DATA TO EXAMINE:
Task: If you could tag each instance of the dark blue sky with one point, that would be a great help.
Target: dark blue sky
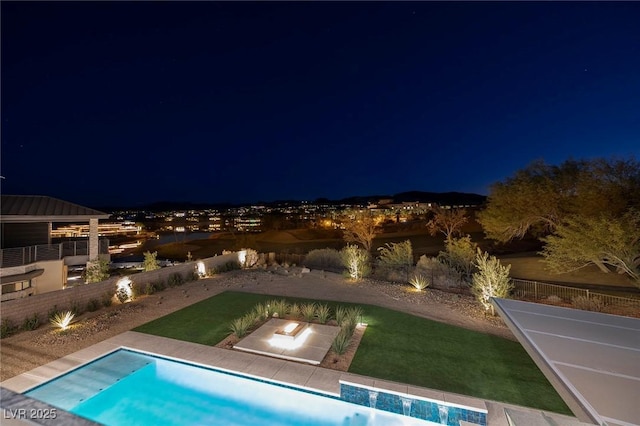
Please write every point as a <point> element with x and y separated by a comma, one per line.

---

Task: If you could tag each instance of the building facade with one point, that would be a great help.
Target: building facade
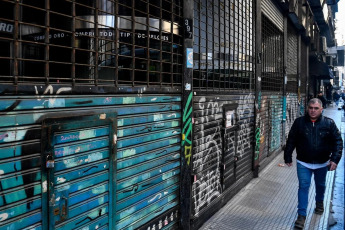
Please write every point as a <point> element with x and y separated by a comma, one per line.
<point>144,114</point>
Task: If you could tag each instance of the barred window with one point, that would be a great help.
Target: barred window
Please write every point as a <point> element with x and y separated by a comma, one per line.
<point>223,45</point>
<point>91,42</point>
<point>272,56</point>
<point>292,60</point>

* * *

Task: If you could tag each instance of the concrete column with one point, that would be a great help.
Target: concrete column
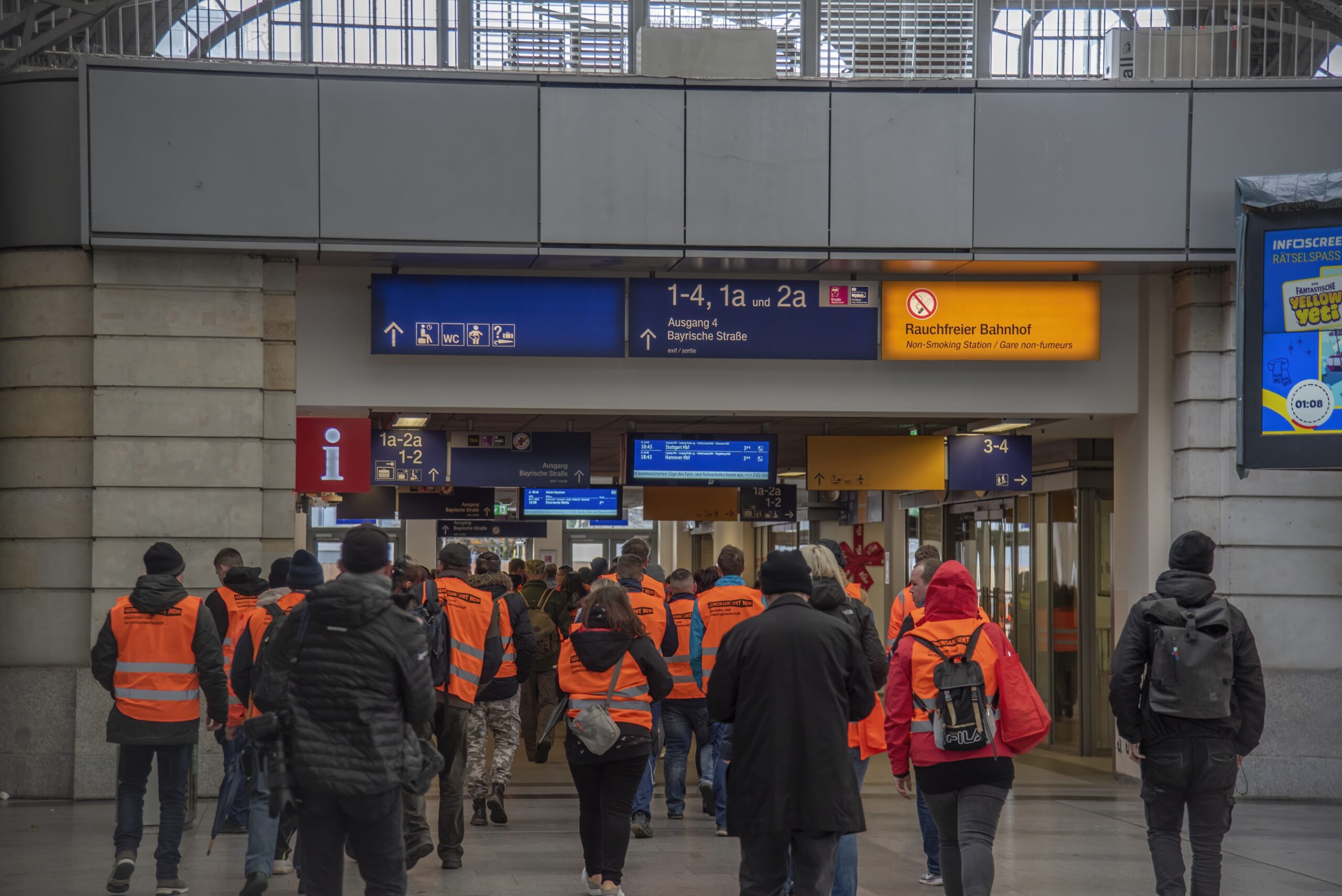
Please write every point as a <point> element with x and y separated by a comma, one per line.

WORK INSTRUCTION: Every line containing the word "blue" must be copied from the material above.

WRITTEN ANSWER:
Task: If you could tag each instance of the dark blue sky with one point, that would be a great help.
Target: dark blue sky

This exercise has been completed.